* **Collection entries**
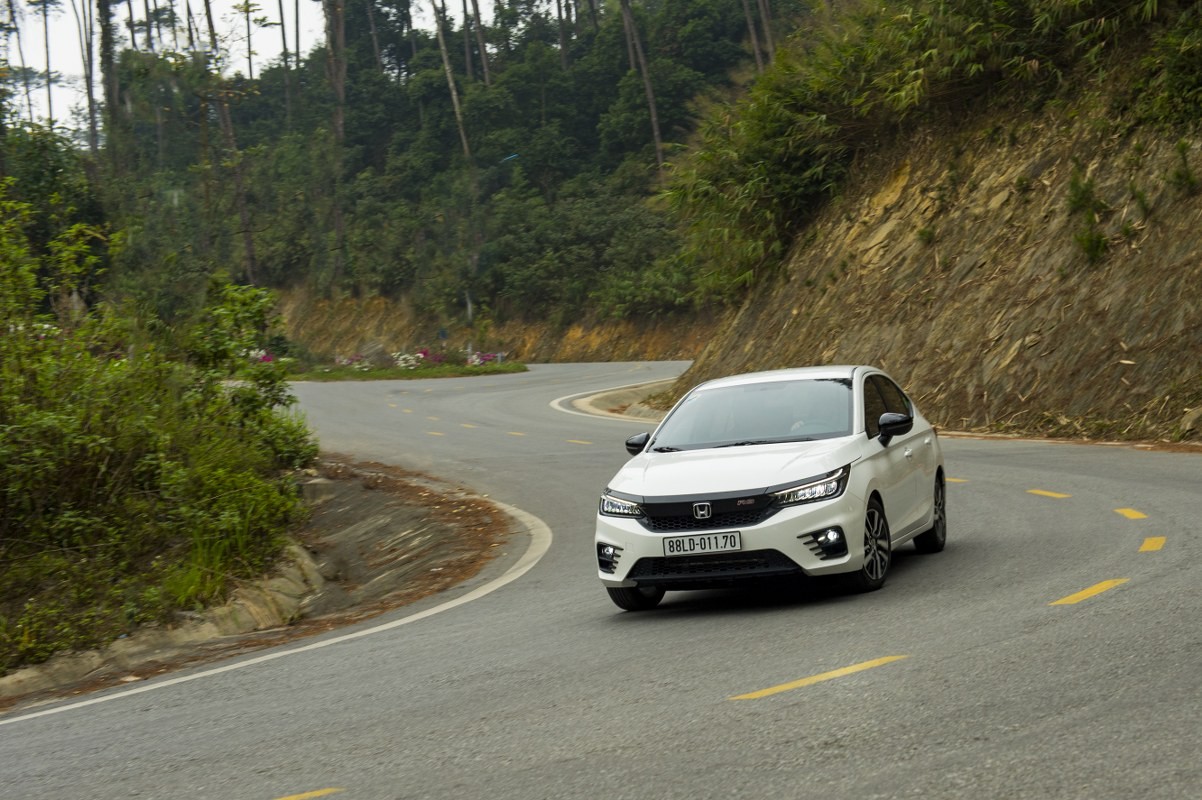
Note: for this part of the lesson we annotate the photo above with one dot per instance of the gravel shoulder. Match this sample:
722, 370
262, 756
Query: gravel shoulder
378, 538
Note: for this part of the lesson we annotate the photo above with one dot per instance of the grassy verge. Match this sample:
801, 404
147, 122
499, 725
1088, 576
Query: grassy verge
363, 372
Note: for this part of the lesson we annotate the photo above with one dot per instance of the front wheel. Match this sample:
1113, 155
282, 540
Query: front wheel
878, 551
934, 539
635, 598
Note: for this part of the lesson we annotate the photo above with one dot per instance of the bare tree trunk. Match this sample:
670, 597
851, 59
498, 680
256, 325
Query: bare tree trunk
466, 41
335, 67
480, 42
192, 30
335, 61
375, 35
593, 13
108, 69
250, 49
287, 70
85, 28
755, 37
49, 72
563, 34
213, 31
21, 54
130, 24
146, 10
174, 24
766, 21
439, 22
632, 31
231, 142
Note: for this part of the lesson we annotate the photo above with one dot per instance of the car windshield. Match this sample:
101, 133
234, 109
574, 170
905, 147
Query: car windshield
759, 413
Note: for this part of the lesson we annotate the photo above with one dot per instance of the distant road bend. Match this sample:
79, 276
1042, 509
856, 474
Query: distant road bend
1051, 651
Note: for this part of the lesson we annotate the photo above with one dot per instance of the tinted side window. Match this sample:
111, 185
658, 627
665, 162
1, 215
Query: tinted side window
874, 406
894, 398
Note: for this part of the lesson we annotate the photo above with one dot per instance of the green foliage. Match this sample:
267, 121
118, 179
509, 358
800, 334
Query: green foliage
123, 470
1182, 177
1092, 242
851, 77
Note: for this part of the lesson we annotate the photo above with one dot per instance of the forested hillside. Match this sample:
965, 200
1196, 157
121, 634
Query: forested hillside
474, 166
998, 201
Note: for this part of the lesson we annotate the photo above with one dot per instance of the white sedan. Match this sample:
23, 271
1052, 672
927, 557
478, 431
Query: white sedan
815, 471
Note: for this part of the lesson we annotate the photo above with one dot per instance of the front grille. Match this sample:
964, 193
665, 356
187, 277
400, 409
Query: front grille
713, 569
729, 520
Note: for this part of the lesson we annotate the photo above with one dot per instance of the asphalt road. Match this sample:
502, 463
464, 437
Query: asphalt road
1053, 650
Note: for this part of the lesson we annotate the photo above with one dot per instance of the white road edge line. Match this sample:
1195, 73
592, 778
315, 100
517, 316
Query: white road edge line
564, 405
540, 542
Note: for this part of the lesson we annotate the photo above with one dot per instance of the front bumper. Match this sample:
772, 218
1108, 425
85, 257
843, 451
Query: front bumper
781, 545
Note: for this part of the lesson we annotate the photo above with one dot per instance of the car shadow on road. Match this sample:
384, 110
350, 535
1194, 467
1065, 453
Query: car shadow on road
783, 593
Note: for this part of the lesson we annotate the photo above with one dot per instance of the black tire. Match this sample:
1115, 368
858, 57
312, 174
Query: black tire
878, 551
934, 539
636, 598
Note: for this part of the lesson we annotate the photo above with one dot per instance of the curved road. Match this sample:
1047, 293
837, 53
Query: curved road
1054, 650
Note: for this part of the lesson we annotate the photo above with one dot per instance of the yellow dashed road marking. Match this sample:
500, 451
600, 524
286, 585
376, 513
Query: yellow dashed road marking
1130, 513
309, 795
1086, 593
817, 679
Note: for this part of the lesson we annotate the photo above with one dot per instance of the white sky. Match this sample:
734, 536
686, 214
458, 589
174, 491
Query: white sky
67, 61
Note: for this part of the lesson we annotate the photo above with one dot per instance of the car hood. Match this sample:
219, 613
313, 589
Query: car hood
731, 469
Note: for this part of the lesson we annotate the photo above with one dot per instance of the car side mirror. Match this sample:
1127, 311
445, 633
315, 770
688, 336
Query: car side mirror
894, 424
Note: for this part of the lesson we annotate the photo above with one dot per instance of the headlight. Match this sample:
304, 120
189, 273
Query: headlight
821, 488
613, 506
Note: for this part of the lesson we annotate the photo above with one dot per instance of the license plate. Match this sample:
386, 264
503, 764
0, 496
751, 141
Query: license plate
702, 543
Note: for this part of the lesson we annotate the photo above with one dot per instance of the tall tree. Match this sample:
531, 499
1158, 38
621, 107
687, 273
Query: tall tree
287, 70
234, 156
335, 71
766, 19
755, 37
13, 27
85, 27
480, 42
439, 22
636, 43
43, 7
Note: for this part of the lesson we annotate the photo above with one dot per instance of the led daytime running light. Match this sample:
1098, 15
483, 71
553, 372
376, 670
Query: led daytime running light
828, 487
612, 506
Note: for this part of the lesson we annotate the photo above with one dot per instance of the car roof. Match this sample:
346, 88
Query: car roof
845, 371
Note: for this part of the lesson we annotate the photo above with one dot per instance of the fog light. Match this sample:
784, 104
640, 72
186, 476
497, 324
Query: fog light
607, 557
826, 544
831, 536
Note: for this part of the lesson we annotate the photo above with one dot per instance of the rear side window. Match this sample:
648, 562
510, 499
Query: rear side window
894, 398
882, 395
874, 406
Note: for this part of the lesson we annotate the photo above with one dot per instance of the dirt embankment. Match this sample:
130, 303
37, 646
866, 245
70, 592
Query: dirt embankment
1030, 275
962, 266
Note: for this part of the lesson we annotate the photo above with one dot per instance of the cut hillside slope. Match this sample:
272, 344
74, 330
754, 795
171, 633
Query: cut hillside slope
963, 267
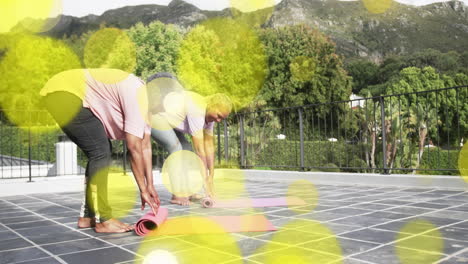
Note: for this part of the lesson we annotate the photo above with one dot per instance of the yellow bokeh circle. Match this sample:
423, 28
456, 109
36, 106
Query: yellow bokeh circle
158, 89
110, 48
303, 68
304, 190
223, 56
33, 16
303, 246
182, 173
160, 256
424, 240
252, 12
377, 6
120, 189
27, 66
463, 163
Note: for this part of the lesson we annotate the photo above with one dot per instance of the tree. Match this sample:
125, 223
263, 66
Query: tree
29, 62
223, 56
363, 72
157, 47
286, 47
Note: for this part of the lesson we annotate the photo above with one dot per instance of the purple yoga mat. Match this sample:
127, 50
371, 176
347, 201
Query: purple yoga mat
252, 202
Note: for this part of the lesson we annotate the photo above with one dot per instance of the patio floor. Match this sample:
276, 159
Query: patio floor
364, 224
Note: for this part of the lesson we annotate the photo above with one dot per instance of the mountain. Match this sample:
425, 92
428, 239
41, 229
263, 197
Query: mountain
402, 29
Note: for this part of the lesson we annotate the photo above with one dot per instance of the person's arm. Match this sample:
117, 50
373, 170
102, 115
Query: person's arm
209, 151
147, 158
199, 147
137, 160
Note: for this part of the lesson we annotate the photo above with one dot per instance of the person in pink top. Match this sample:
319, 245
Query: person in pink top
96, 105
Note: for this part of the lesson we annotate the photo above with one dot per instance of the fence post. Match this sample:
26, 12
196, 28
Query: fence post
226, 142
29, 154
384, 139
241, 126
219, 143
125, 157
301, 136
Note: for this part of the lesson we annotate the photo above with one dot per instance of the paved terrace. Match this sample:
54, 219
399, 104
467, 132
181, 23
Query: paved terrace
364, 222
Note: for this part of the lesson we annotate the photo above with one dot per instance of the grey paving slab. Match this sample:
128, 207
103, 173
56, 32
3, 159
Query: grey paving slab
13, 243
371, 235
13, 256
391, 255
42, 261
40, 223
362, 221
102, 256
340, 246
74, 246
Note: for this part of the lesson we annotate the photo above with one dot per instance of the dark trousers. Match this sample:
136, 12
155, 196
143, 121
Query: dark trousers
88, 133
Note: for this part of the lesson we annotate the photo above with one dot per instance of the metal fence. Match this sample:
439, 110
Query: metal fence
420, 132
40, 151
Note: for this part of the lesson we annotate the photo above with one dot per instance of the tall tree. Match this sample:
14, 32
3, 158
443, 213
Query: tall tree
157, 47
303, 68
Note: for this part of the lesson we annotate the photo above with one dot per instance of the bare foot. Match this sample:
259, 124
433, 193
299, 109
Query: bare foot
86, 222
113, 226
180, 200
196, 197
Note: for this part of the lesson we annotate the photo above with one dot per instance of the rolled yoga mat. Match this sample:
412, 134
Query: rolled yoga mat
214, 225
252, 202
150, 222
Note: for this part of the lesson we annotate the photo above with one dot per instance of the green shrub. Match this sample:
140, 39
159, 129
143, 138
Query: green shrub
437, 158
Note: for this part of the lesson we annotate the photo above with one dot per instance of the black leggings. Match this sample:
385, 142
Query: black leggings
88, 133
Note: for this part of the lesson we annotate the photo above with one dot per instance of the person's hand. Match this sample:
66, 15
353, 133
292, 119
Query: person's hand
209, 189
151, 198
154, 194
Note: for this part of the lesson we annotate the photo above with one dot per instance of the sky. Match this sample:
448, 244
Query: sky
97, 7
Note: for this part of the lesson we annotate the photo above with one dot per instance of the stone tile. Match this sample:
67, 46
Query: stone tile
102, 256
42, 261
321, 216
74, 246
14, 214
430, 205
21, 219
371, 235
349, 211
251, 246
426, 242
294, 255
13, 243
162, 243
391, 255
292, 237
5, 235
203, 255
339, 246
13, 256
42, 223
372, 206
363, 221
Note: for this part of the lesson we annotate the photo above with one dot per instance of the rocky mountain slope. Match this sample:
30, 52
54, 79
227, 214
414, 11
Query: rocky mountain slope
402, 29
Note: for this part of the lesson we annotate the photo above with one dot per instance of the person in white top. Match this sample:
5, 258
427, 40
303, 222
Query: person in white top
176, 112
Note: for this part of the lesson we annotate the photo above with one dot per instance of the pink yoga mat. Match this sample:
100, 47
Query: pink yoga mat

* **TASK INSTRUCTIONS**
Format everything from the line containing "of the pink" down to the end of the items above as a Markdown table with the columns No. and Text. Give each line its own row, with its position in No. and the line itself in Text, and leave out any blank lines.

* **THE OUTPUT**
| No. | Text |
|---|---|
| 1 | Note: for this part of the lesson we annotate the photo above with one dot per instance of the pink yoga mat. Match this sample: |
| 2 | 100, 47 |
| 3 | Query: pink yoga mat |